**STATED PROBLEM:** Rewrite the lines from the one containing "One dot per instance of the vertical" through the one containing "[1272, 458]", both included, changing "shelf unit" to "storage rack" and keeping everything else the same.

• • • • •

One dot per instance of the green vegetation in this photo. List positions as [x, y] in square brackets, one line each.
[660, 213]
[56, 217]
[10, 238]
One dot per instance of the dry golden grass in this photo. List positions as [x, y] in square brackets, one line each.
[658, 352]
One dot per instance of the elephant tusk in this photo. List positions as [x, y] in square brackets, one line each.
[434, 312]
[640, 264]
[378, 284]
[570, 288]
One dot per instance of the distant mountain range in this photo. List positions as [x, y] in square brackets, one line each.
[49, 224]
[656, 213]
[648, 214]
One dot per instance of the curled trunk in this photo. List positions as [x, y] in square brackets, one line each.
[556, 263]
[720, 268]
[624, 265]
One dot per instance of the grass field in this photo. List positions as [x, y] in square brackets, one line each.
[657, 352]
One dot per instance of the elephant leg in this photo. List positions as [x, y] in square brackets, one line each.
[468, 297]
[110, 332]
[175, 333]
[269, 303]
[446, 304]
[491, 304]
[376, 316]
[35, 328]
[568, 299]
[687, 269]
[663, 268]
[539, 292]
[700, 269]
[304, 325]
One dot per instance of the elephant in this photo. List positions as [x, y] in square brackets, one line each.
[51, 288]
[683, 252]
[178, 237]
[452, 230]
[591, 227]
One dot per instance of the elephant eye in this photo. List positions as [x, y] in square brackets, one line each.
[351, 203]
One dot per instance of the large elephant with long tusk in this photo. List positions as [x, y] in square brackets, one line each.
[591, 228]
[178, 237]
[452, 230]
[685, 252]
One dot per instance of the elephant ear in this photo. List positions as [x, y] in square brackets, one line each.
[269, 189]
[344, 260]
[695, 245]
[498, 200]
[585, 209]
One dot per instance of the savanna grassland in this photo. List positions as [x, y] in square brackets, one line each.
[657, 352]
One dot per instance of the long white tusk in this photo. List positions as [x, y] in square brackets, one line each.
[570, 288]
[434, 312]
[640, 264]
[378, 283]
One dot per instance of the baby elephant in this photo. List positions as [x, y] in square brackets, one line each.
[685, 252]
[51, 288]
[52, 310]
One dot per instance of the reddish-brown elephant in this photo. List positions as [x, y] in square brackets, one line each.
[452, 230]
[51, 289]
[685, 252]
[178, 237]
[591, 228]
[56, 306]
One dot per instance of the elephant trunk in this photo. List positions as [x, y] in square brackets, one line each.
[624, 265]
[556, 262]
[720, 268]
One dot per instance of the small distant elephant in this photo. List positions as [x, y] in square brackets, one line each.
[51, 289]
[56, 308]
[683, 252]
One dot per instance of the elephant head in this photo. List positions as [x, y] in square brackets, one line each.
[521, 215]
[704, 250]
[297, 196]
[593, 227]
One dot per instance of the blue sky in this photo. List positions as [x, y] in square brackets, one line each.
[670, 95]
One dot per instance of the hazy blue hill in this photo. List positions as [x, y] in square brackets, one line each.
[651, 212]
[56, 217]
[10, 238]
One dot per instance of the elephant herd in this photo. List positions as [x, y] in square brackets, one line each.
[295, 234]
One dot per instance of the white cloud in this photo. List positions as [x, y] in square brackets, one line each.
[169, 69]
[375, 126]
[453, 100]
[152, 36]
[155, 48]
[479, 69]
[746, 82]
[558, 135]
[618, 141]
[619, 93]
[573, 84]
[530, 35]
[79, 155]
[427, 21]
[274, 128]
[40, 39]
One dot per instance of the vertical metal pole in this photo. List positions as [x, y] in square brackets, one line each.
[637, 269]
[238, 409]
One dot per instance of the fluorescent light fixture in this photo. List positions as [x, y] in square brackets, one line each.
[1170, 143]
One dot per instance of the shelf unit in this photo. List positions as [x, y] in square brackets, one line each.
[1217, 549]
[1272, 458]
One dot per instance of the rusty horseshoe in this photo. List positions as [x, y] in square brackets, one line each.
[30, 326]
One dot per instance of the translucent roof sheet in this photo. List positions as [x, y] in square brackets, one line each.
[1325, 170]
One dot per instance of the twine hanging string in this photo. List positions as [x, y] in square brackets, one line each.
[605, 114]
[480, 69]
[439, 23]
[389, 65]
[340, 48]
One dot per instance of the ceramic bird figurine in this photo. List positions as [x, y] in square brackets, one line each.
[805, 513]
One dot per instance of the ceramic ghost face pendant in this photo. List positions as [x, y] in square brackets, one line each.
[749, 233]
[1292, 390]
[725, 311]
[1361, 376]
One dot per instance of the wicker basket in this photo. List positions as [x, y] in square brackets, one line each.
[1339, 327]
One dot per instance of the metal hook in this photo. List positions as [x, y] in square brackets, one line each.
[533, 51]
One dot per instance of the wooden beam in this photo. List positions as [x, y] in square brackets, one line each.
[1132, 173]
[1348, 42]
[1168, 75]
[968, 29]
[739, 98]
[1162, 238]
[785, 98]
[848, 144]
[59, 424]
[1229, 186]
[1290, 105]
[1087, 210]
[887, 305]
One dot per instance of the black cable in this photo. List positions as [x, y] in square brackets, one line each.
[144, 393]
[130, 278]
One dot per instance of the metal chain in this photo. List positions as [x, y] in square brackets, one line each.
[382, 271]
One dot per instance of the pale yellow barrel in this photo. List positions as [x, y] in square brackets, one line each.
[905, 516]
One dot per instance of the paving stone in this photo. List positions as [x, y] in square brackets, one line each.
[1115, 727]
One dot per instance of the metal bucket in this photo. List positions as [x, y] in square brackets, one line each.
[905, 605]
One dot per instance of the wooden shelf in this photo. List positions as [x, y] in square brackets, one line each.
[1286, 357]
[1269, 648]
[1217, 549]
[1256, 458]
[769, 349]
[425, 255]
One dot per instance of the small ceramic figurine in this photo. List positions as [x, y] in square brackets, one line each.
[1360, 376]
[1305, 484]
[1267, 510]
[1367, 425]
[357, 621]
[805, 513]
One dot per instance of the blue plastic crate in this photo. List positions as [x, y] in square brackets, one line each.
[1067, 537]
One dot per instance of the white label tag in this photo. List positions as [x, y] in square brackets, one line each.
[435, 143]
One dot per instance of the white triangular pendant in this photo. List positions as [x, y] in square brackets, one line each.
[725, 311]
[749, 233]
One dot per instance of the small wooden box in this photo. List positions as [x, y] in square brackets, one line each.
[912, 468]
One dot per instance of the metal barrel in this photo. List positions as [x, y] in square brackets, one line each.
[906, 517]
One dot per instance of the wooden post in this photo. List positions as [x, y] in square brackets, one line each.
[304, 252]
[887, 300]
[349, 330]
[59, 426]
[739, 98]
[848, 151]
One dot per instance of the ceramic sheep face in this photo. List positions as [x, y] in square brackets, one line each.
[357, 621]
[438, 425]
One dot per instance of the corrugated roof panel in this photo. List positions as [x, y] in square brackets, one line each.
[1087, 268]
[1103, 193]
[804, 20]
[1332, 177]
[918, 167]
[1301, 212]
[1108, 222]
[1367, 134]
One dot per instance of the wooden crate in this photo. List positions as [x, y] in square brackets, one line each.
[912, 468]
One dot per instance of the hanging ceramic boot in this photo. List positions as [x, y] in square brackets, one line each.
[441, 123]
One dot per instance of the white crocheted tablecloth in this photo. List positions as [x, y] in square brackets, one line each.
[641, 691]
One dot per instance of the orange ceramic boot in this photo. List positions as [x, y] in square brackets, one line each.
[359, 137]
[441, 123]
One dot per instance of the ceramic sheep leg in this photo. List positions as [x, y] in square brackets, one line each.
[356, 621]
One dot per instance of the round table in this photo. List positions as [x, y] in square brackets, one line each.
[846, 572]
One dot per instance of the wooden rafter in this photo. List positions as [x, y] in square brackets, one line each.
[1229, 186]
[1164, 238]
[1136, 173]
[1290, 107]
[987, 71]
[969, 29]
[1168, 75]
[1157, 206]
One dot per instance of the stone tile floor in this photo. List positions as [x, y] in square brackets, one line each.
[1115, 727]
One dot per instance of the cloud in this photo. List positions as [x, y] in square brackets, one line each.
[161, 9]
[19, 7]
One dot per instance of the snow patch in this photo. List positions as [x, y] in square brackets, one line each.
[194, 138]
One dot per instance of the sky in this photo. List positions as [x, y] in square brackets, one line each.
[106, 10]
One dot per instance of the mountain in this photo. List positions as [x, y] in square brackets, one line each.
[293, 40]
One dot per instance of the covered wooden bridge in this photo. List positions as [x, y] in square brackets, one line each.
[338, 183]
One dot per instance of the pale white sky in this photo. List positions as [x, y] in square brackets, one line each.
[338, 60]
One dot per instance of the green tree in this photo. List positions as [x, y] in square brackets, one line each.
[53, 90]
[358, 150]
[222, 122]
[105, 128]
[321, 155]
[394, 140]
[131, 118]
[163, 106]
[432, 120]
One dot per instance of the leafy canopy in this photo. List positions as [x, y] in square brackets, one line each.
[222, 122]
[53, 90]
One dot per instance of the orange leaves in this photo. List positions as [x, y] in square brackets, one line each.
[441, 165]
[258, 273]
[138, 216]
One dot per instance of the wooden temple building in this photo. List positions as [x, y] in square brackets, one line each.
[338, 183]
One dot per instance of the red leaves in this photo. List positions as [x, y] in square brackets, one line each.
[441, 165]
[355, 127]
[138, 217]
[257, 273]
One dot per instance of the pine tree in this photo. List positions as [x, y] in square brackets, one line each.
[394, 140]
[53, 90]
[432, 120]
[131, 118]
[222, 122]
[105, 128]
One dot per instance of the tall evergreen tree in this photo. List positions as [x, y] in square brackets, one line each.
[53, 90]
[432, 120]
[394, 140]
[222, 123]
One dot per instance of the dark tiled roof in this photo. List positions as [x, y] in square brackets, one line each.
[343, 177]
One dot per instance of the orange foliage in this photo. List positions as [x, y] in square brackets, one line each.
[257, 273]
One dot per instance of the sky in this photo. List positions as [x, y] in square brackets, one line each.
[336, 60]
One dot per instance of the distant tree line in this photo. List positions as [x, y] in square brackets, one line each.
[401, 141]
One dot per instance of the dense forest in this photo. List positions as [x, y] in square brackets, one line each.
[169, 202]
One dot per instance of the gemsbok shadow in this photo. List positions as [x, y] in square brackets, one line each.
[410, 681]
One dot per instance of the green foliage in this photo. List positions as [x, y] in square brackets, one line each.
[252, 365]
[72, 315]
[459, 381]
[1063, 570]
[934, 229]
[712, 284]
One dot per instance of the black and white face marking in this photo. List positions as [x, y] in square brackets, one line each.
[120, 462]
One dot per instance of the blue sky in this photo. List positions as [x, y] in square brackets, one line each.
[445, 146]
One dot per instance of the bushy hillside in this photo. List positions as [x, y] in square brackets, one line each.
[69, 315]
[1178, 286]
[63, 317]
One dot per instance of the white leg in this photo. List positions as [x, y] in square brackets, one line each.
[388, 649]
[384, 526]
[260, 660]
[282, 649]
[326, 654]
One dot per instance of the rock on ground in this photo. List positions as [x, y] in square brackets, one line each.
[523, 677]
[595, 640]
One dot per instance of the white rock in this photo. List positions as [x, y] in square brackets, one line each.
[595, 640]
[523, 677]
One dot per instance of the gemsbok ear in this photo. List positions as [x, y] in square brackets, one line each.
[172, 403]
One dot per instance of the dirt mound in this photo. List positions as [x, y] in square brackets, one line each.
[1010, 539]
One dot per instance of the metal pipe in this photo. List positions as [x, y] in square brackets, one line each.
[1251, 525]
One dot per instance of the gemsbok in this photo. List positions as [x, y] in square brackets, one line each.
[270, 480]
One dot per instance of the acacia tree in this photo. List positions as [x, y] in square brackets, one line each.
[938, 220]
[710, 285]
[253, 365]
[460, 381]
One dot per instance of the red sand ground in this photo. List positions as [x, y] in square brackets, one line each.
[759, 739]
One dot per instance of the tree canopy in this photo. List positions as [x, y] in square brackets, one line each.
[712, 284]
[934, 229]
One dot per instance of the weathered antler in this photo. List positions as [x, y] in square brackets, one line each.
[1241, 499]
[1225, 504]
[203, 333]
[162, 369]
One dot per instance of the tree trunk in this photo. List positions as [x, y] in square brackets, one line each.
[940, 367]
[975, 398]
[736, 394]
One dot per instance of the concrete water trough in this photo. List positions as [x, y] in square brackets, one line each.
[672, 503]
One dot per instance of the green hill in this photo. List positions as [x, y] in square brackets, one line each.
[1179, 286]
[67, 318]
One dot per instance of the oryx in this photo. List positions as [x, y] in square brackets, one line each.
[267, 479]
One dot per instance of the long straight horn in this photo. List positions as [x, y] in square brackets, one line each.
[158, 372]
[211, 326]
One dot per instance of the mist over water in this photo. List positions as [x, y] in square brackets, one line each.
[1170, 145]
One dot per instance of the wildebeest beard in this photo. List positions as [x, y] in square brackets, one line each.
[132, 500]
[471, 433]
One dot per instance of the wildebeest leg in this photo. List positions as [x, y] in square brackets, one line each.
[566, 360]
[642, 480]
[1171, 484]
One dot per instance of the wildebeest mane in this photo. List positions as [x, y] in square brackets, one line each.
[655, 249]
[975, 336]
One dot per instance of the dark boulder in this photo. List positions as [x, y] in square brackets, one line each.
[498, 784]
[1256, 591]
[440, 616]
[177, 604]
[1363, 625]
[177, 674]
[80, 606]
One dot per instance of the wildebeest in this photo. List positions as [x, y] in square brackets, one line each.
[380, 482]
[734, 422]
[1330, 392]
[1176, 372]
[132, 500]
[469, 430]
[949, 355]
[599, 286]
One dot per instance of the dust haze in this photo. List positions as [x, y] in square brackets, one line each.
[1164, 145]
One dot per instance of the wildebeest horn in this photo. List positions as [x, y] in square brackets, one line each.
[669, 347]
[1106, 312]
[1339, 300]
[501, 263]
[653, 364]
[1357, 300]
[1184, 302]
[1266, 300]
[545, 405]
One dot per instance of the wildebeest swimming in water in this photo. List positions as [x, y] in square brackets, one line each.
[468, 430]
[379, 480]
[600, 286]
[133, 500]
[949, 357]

• • • • •

**RESULT BELOW:**
One dot per instance of the vertical metal pole in this photo. List positions as [x, y] in square brackets, one line each.
[637, 269]
[238, 409]
One dot per instance of the fluorescent light fixture in this photo. List positions as [x, y] in square brackets, one line each.
[1170, 143]
One dot per instance of the storage rack in this photo. List positions as [x, y] in square brackets, one line each.
[1217, 549]
[1272, 458]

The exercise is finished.